**PROBLEMS TO SOLVE**
(1) In the Mayville Buck thread, translate the sentence "I can't believe this one isn't on here yet." into Spanish.
(2) According to the Mayville Buck thread, what score are people saying the buck has?
(3) Condense the paragraph in the Mayville Buck thread that begins "I could see 203." into a short bulleted list that keeps its main points.

**DOCUMENT PASSAGE**
# # # # # # #

# Mayville Buck



## Springer (Dec 21, 2004)

I can't believe this one isn't on here yet.
They are saying 203.


----------



## kvernum3 (Aug 8, 2005)

that seems a bit high


----------



## njsimonson (Sep 24, 2002)

kvernum3 said:


> that seems a bit high


Yeah...like the tines on that hawg. Amazing deer! Any details on the shooter and the hunt?


----------



## CrabClaw (Jul 28, 2008)

I Bet Brett would have shot it if he didn't move to Bismark!! :lol:


----------



## deacon (Sep 12, 2003)

that's me I shot it with my homemade sling shot!!!

Was trying to keep it a secret until I wrote the book.


----------



## njsimonson (Sep 24, 2002)

What book is that? Madlibs?

I shot this (animal type) in a field near (ND City) with my trusty (weapon). When it first walked out of the shelterbelt I said "(exclamation)!" And felt my (body part) begin to tremble. I steadied myself on a nearby (object) and aimed for its (body part). Two (bird types) flew over at just that moment and I just about (verb, past tense). Regaining my composure I lined up the shot again, this time aiming for the (body part)...


----------



## ImpalaSSpeed96 (Aug 25, 2008)

I could see 203. Regardless of what it scores, hands down no doubt, the buck of a lifetime. Congrats to the hunter who looks to be young. Tough life of huntin ahead of him lol :lol:


----------

# # # # # # #

**ENTRIES SHOWN**
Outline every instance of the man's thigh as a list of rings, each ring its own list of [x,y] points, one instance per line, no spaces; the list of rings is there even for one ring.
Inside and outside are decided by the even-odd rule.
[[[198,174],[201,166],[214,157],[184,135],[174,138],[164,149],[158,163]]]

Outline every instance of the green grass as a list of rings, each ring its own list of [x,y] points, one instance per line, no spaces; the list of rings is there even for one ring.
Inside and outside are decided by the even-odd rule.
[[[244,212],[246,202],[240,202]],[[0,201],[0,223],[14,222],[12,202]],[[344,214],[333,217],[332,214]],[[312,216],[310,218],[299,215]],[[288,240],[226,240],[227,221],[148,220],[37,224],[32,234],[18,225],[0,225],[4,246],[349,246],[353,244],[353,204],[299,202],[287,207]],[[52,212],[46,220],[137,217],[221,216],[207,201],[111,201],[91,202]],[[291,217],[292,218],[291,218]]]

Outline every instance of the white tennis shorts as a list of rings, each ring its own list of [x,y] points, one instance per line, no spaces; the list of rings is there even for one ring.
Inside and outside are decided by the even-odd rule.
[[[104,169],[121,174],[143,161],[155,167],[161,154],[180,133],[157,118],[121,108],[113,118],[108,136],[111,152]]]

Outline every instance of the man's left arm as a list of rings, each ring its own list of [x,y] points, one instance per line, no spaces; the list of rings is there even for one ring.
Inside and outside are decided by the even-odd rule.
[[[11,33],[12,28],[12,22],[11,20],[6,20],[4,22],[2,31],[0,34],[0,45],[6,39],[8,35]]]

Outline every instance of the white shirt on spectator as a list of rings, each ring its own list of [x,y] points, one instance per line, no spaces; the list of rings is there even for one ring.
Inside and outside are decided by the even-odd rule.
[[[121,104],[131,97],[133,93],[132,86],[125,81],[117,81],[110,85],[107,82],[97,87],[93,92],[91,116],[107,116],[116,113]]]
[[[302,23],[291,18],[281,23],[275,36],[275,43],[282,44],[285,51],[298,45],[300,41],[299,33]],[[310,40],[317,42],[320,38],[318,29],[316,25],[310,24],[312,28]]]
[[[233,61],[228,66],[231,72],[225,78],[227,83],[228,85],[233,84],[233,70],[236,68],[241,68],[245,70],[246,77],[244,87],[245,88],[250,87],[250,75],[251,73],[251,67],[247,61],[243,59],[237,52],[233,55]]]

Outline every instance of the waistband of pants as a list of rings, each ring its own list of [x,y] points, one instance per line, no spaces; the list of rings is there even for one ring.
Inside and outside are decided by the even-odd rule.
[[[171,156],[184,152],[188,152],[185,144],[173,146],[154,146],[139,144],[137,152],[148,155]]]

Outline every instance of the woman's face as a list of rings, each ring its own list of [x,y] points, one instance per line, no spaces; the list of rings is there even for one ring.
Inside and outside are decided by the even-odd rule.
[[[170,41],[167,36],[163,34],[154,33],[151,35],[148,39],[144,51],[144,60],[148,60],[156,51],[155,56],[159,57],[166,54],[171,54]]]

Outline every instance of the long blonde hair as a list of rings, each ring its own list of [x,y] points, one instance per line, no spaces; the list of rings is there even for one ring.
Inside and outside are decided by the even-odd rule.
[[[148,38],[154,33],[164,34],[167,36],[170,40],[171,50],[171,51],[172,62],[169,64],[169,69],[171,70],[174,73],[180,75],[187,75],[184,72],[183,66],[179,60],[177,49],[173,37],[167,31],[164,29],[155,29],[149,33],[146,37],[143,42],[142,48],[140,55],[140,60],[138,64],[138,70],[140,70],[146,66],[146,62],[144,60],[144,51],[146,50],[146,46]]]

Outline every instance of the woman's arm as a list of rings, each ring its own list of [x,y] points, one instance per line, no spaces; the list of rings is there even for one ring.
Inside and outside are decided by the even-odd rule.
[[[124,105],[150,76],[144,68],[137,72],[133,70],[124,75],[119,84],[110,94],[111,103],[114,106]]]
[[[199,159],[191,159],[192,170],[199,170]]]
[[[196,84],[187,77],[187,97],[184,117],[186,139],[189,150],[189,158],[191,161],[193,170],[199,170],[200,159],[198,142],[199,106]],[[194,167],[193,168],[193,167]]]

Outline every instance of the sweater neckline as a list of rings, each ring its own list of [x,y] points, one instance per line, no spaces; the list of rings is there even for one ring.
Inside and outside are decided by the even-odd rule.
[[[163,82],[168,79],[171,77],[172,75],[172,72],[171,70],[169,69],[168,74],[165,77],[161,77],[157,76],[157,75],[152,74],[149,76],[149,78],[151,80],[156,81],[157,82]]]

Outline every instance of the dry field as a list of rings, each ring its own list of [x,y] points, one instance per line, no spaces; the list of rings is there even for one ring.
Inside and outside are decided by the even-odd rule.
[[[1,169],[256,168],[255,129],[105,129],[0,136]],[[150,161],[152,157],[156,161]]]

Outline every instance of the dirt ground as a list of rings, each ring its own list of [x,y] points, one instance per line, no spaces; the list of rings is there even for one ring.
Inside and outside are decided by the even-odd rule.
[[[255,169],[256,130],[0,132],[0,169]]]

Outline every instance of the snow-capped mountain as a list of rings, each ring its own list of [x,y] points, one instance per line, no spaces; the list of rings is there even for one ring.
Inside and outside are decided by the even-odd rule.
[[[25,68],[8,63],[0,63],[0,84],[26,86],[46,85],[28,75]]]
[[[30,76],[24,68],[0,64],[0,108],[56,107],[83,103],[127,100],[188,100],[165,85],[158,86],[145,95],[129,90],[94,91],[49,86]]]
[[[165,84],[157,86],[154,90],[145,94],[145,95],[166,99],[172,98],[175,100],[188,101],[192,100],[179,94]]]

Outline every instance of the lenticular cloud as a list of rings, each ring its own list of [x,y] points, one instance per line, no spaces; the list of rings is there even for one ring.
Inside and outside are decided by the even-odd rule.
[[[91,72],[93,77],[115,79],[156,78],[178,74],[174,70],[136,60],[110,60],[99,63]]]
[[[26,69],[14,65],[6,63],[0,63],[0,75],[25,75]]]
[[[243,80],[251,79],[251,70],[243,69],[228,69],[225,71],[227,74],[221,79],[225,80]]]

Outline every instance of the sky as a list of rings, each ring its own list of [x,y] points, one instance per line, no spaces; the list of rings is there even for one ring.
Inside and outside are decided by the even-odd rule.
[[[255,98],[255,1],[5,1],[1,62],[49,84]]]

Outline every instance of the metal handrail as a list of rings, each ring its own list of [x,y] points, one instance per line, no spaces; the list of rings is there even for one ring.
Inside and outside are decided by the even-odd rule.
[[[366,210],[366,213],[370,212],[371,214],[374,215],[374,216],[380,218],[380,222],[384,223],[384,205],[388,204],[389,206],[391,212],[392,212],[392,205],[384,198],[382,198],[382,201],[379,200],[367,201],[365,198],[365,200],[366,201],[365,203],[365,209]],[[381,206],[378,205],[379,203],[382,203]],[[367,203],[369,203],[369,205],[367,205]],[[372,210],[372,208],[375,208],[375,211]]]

# # # # # # #

**PER-TASK OUTPUTS**
(1) No puedo creer que este todavía no esté aquí.

(2) 203.

(3)
- A score of 203 seems believable.
- Whatever it scores, the deer is the buck of a lifetime.
- Congratulations to the hunter, who appears to be young.
- He has a tough life of hunting ahead of him.